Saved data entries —
______

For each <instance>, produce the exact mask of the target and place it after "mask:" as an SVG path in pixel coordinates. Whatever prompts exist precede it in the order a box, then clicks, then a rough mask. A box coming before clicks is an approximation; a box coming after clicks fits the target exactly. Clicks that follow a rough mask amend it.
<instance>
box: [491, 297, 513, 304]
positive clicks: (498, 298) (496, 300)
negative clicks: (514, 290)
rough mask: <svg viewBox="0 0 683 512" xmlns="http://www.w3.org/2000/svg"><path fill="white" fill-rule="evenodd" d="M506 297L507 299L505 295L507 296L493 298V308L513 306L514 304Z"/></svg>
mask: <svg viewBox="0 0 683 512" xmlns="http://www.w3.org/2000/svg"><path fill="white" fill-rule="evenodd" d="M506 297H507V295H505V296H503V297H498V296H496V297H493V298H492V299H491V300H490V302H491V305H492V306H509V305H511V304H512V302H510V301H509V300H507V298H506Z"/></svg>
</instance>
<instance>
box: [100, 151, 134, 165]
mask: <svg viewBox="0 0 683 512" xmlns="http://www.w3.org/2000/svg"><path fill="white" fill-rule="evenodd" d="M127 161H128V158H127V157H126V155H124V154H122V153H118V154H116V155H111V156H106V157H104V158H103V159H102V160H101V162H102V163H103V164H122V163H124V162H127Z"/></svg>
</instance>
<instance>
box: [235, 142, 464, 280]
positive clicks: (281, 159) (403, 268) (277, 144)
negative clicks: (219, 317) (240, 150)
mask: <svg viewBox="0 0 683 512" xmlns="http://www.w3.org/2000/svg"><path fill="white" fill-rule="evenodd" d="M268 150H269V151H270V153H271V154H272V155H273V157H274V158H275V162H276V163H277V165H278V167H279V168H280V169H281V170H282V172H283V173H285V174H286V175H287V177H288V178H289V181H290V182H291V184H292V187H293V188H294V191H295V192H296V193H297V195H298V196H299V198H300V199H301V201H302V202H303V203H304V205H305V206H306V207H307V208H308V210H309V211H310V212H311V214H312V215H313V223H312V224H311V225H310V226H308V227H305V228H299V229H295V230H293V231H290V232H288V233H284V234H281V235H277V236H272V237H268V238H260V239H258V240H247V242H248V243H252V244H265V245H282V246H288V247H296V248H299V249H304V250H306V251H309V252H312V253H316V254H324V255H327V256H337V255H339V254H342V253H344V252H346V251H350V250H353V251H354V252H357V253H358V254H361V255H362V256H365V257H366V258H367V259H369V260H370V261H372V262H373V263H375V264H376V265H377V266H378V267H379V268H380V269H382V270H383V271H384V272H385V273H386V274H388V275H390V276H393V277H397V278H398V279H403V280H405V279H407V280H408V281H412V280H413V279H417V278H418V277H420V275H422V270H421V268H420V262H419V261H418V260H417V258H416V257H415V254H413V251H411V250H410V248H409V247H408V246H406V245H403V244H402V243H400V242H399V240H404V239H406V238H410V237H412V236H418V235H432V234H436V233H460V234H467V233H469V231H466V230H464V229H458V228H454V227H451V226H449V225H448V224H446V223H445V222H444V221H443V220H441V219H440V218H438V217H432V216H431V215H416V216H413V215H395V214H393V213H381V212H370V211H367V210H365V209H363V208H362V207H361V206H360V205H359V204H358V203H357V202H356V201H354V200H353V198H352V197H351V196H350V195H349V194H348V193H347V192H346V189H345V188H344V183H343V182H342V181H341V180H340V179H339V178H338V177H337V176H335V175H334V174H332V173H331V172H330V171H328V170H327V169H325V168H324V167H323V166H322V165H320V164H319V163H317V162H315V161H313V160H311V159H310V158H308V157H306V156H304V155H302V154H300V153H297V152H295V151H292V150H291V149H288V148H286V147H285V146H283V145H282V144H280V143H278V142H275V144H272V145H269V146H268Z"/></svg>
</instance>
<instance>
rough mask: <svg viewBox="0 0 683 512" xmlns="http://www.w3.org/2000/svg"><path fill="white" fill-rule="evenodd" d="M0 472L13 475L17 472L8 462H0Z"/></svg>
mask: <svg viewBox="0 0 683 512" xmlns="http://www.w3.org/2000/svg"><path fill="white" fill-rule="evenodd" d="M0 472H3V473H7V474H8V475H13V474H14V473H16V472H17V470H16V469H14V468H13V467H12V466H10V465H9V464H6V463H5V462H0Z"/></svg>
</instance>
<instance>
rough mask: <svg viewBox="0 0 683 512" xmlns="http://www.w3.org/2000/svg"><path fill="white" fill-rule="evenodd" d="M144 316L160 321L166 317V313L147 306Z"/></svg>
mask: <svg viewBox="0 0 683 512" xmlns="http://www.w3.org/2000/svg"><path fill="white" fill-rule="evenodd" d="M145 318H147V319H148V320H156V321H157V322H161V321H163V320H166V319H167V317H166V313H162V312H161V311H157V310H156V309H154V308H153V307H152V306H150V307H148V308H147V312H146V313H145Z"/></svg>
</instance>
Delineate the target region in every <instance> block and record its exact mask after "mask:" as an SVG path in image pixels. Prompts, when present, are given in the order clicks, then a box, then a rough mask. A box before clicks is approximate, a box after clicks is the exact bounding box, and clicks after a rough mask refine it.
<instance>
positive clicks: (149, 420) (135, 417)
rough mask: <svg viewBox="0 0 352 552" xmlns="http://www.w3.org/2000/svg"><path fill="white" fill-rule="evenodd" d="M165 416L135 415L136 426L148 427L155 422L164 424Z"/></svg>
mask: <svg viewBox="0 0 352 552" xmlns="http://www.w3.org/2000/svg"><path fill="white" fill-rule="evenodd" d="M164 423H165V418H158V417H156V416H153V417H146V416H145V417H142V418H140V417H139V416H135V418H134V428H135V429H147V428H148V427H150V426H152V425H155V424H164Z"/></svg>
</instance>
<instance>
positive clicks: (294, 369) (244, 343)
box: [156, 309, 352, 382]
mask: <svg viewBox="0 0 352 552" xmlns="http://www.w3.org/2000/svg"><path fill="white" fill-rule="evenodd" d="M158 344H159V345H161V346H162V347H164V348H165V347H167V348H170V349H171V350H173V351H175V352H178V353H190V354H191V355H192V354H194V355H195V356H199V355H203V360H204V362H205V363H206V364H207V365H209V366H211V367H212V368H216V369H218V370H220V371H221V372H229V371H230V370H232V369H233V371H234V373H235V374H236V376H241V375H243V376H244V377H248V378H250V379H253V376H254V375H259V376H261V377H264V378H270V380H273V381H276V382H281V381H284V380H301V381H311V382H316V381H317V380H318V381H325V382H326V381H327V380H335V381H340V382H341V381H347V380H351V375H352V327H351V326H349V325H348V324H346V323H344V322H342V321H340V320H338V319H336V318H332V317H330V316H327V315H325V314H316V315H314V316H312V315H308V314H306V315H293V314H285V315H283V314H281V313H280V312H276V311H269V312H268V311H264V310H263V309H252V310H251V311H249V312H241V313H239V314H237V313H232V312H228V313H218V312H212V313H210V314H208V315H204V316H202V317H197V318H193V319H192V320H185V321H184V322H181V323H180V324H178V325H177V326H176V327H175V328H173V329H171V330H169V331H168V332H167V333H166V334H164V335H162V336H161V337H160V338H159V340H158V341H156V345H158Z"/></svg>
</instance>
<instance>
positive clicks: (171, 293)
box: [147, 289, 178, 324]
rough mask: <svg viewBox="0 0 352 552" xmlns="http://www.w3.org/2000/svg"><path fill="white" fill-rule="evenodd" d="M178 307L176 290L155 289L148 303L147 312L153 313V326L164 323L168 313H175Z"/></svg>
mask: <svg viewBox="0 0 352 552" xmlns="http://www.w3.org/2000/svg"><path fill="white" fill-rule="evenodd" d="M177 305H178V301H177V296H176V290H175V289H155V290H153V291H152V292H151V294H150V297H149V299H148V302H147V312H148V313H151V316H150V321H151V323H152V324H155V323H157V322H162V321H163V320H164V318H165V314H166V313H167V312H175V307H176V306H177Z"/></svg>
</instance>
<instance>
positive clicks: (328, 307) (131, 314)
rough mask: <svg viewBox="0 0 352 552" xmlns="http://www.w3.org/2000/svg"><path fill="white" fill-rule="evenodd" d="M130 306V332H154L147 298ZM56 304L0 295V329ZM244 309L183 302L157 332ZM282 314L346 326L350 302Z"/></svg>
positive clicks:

______

What is required —
Take the lines above from the one containing "box: [156, 309, 352, 382]" down to the one containing "box: [147, 289, 178, 324]", and transcribe them exactly, both ends included.

Exercise answer —
box: [156, 309, 352, 382]
mask: <svg viewBox="0 0 352 552" xmlns="http://www.w3.org/2000/svg"><path fill="white" fill-rule="evenodd" d="M158 344H159V345H161V346H162V347H164V348H165V347H167V348H170V349H171V350H173V351H175V352H178V353H190V354H191V355H192V354H194V355H195V356H199V355H203V360H204V362H205V363H206V364H207V365H209V366H211V367H212V368H216V369H218V370H220V371H221V372H229V371H230V370H232V369H233V371H234V373H235V374H236V376H241V375H243V376H244V377H248V378H250V379H253V376H254V375H259V376H261V377H264V378H270V380H273V381H276V382H281V381H284V380H301V381H311V382H316V381H317V380H318V381H325V382H326V381H327V380H335V381H340V382H341V381H347V380H351V375H352V327H351V326H349V325H348V324H346V323H344V322H342V321H340V320H338V319H336V318H332V317H330V316H327V315H325V314H316V315H314V316H312V315H308V314H306V315H293V314H285V315H283V314H281V313H280V312H276V311H269V312H268V311H264V310H263V309H252V310H251V311H249V312H241V313H239V314H237V313H232V312H228V313H218V312H212V313H210V314H208V315H204V316H202V317H197V318H193V319H192V320H185V321H184V322H181V323H180V324H178V325H177V326H176V327H175V328H173V329H171V330H169V331H168V332H167V333H166V334H164V335H162V336H161V337H160V338H159V340H158V341H156V345H158Z"/></svg>
</instance>
<instance>
positive clicks: (171, 293)
box: [147, 289, 178, 324]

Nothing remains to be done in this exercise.